> Selection:
SCADA network and control can save you a lot of money and increase profitability. However, your SCADA implementation (if not done properly) can be a sinkhole of cost overruns, delays, and limited capabilities.

Let's go over some of the essentials of SCADA network technology, as well as the main guidelines for evaluating SCADA systems - this way I can help you implement a SCADA network that best fits your needs.


Before Anything Else: What Exactly is a SCADA Network and What Can it Do for You?

SCADA is not a specific technology, but it's a type of application.

SCADA stands for Supervisory Control and Data Acquisition - any application that gets data about a system in order to control that system is a SCADA application.

A SCADA network has two main elements:

  1. The process/system/machinery you want to monitor and control

    This can be a power plant, a water system, a network, a system of traffic lights, or pretty much anything else.

  2. A network of intelligent devices that interfaces with the first system through sensors and control output

    This network, which is the SCADA system, gives you the ability to measure and control specific elements of the first system.


Where Can You use a SCADA Network?

You can use SCADA to manage any kind of gear.

> Short task:
Write out the SCADA network text starting at "2. A network" and ending at "the first system.", and swap "sensors" for "detectors". The material that follows comes from a different source than the SCADA network text.

> Material supplied:
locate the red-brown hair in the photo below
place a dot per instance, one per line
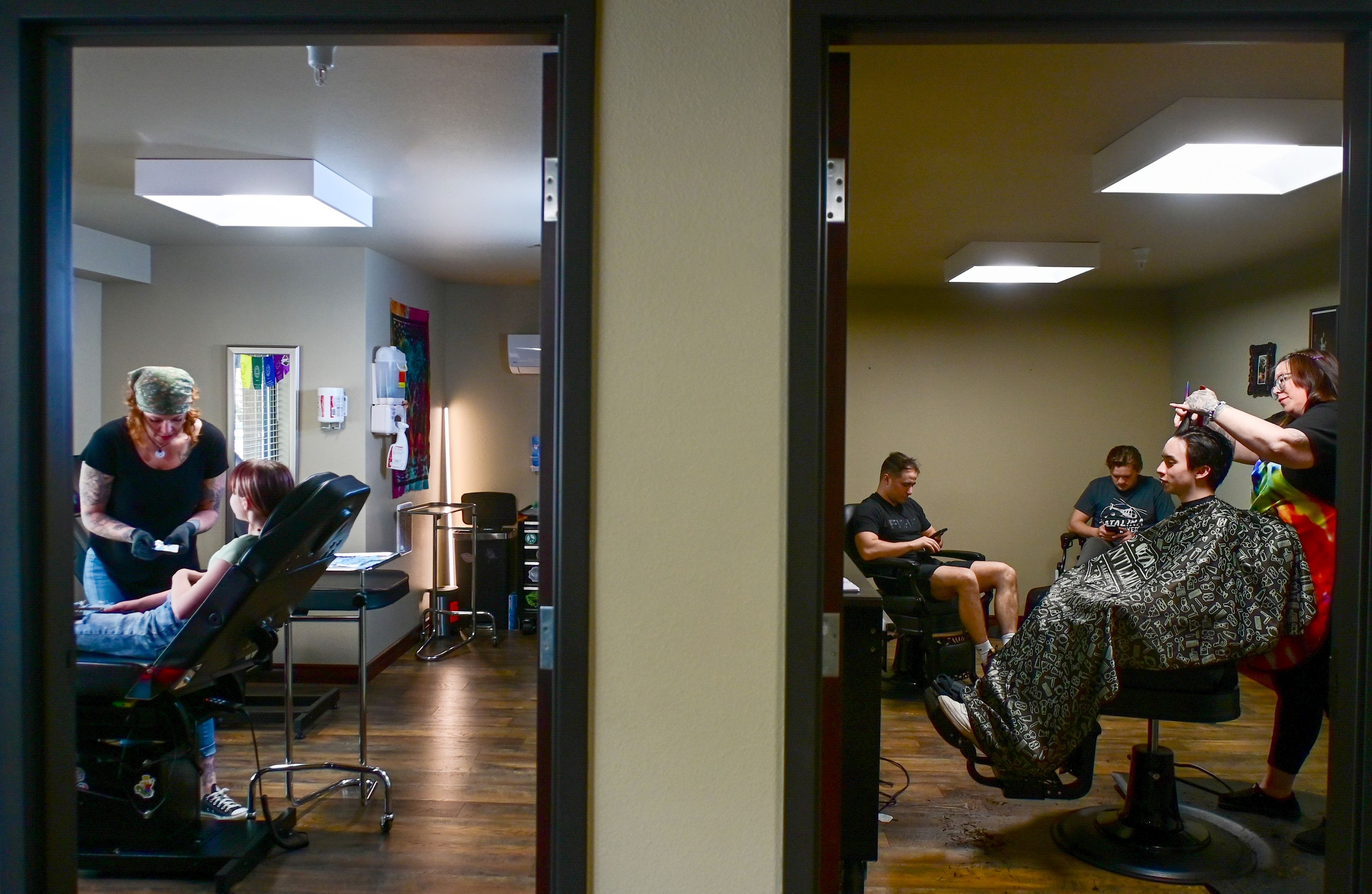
(264, 484)
(139, 425)
(1315, 371)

> The output:
2. A network of intelligent devices that interfaces with the first system through detectors and control output

    This network, which is the SCADA system, gives you the ability to measure and control specific elements of the first system.